DIRECTIONS: Pictures in the data below are not part of the copy; transcribe everything else exactly.

RECORDS TO PROCESS:
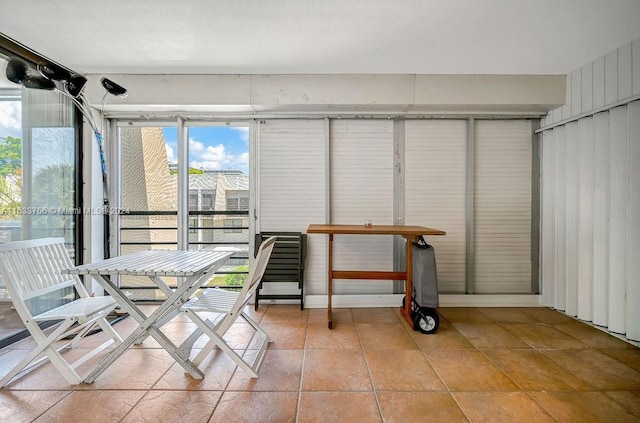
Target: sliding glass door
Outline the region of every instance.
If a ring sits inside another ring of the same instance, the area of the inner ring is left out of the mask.
[[[112,253],[232,249],[210,284],[241,284],[249,259],[248,125],[119,122],[117,134],[123,214]],[[134,300],[164,299],[144,278],[120,286]]]

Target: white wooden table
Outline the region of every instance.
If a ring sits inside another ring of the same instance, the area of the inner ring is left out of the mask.
[[[152,336],[184,369],[195,379],[202,379],[203,374],[189,360],[189,351],[178,347],[162,333],[161,327],[175,315],[189,297],[198,290],[228,259],[233,255],[229,251],[166,251],[148,250],[103,261],[85,264],[64,271],[78,275],[91,275],[104,289],[118,301],[121,308],[128,312],[140,326],[122,344],[105,356],[96,369],[84,380],[92,383],[118,357],[120,357],[137,340]],[[167,299],[153,313],[147,316],[140,310],[112,281],[114,275],[134,275],[149,277]],[[163,277],[181,278],[176,289],[171,289]]]

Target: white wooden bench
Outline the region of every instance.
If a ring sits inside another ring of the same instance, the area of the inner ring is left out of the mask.
[[[77,275],[61,273],[72,266],[63,238],[0,244],[0,269],[4,284],[18,315],[36,342],[36,347],[0,379],[0,387],[47,359],[70,384],[79,384],[83,378],[76,372],[76,367],[109,345],[122,342],[105,319],[116,308],[116,301],[108,296],[90,297]],[[34,304],[38,302],[62,302],[63,298],[69,301],[43,312],[35,311]],[[45,331],[38,325],[44,321],[60,323]],[[109,339],[73,363],[67,362],[61,351],[75,347],[96,325]],[[70,337],[70,342],[54,345]],[[38,359],[42,354],[44,356]]]

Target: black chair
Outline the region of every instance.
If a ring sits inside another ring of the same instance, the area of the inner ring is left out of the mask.
[[[264,300],[300,300],[300,310],[304,309],[304,262],[307,257],[307,234],[301,232],[262,232],[256,234],[255,250],[268,238],[276,236],[275,247],[269,258],[267,269],[256,289],[255,309]],[[261,294],[264,283],[296,283],[294,294]]]

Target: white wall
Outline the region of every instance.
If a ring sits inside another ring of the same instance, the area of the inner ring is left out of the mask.
[[[640,340],[640,40],[571,72],[542,128],[543,304]]]
[[[101,76],[88,75],[92,104],[102,103]],[[104,110],[146,117],[168,112],[542,115],[565,101],[564,75],[106,76],[129,95],[110,96]]]

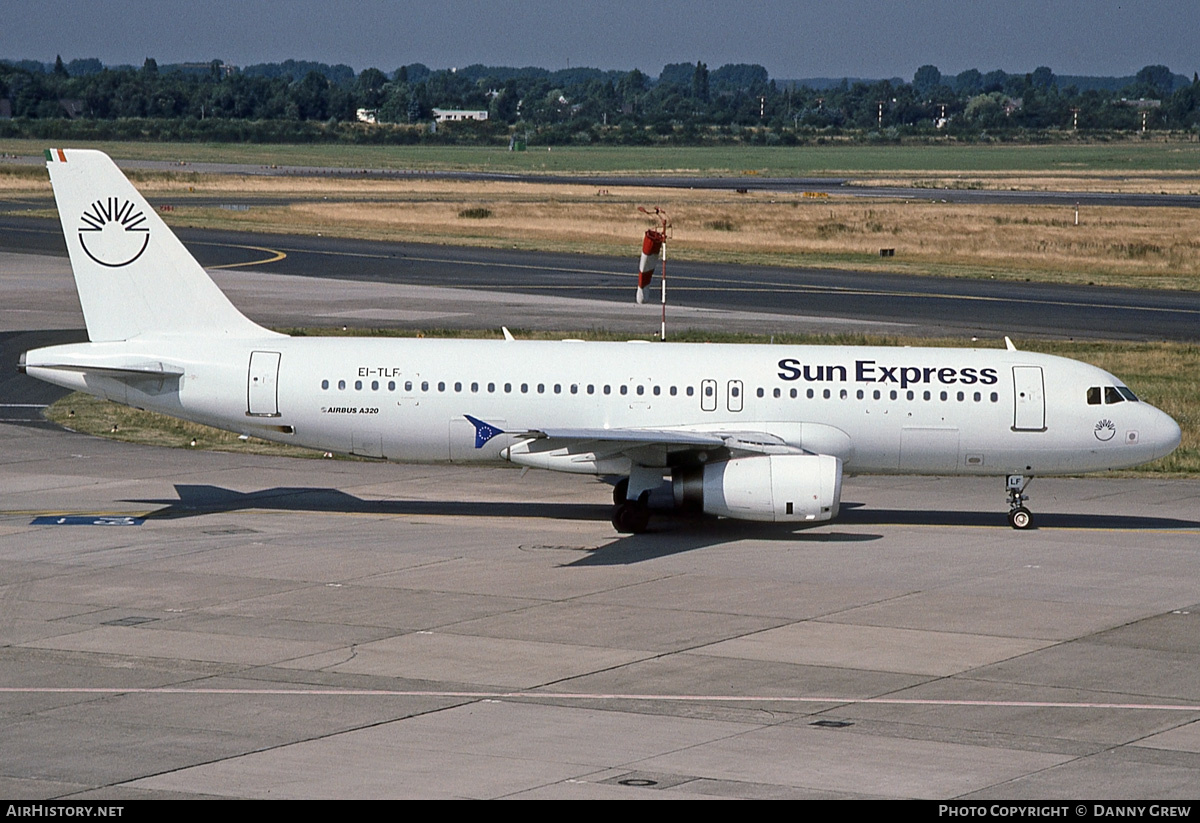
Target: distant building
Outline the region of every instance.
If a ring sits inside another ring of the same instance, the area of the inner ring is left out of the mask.
[[[439,123],[453,123],[456,120],[487,120],[487,111],[466,111],[464,109],[434,109],[433,119]]]
[[[12,120],[12,101],[7,97],[0,100],[0,120]]]
[[[86,106],[82,100],[59,100],[58,107],[63,110],[63,114],[70,120],[78,120],[83,117]]]
[[[379,109],[358,109],[354,112],[355,118],[360,123],[376,123],[376,117],[379,115]]]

ANSWER FOR THIS EXERCISE:
Target: sliding glass door
Outline the region of every instance.
If a ring sits inside another ring of the same instance, the area of the inner ring is left out of the mask.
[[[112,253],[232,249],[210,284],[241,284],[249,259],[248,125],[119,122],[117,134],[123,214]],[[134,300],[164,299],[144,278],[120,286]]]

Target: white wooden table
Outline the region of every instance.
If a ring sits inside another ring of the same instance, the area of the inner ring is left out of the mask.
[[[152,336],[184,369],[195,379],[202,379],[203,374],[189,360],[189,351],[178,347],[162,333],[161,327],[175,315],[189,297],[198,290],[228,259],[233,255],[229,251],[166,251],[148,250],[103,261],[85,264],[64,271],[78,275],[91,275],[104,289],[118,301],[121,308],[128,312],[140,326],[122,344],[105,356],[96,369],[84,380],[92,383],[118,357],[120,357],[137,340]],[[167,299],[153,313],[147,316],[140,310],[112,281],[114,275],[134,275],[149,277]],[[163,277],[181,278],[176,289],[171,289]]]

Target: white wooden bench
Outline the region of every instance.
If a ring sits inside another ring of the same instance, the area of the inner ring is left out of the mask.
[[[77,275],[61,273],[72,266],[63,238],[0,244],[0,269],[4,284],[18,315],[36,342],[36,347],[0,379],[0,387],[47,359],[70,384],[79,384],[83,378],[76,372],[76,367],[109,345],[122,342],[105,319],[116,308],[116,301],[108,296],[90,297]],[[34,304],[38,302],[62,302],[63,298],[69,301],[43,312],[35,311]],[[45,331],[38,325],[44,321],[60,323]],[[109,339],[73,363],[67,362],[61,351],[75,347],[96,325]],[[70,337],[70,342],[54,345]],[[38,359],[42,354],[44,356]]]

Target: black chair
Outline the region of every instance.
If a ring sits inside another ring of the same instance, the area of the inner ring is left out of the mask.
[[[264,300],[300,300],[300,310],[304,309],[304,262],[307,257],[307,234],[301,232],[262,232],[256,234],[255,250],[268,238],[276,236],[275,247],[269,258],[267,269],[256,289],[255,309]],[[261,294],[264,283],[296,283],[294,294]]]

Target: white wall
Outline the region of every instance.
If a ring sits inside another ring of the same instance, the area of the inner ring is left out of the mask.
[[[640,340],[640,40],[571,72],[542,128],[543,304]]]
[[[101,76],[88,75],[92,104],[102,103]],[[104,110],[146,117],[168,112],[542,115],[565,101],[564,75],[106,76],[129,95],[110,96]]]

Target: distant building
Outline the region of every instance.
If a ring sits inside another ring of the same instance, the area of the inner ring is left out of the mask.
[[[439,123],[453,123],[456,120],[487,120],[487,111],[466,111],[464,109],[434,109],[433,119]]]
[[[12,120],[12,101],[7,97],[0,100],[0,120]]]
[[[86,106],[82,100],[59,100],[58,107],[63,110],[63,114],[70,120],[78,120],[83,117]]]
[[[379,109],[358,109],[354,112],[355,118],[360,123],[376,123],[376,117],[379,115]]]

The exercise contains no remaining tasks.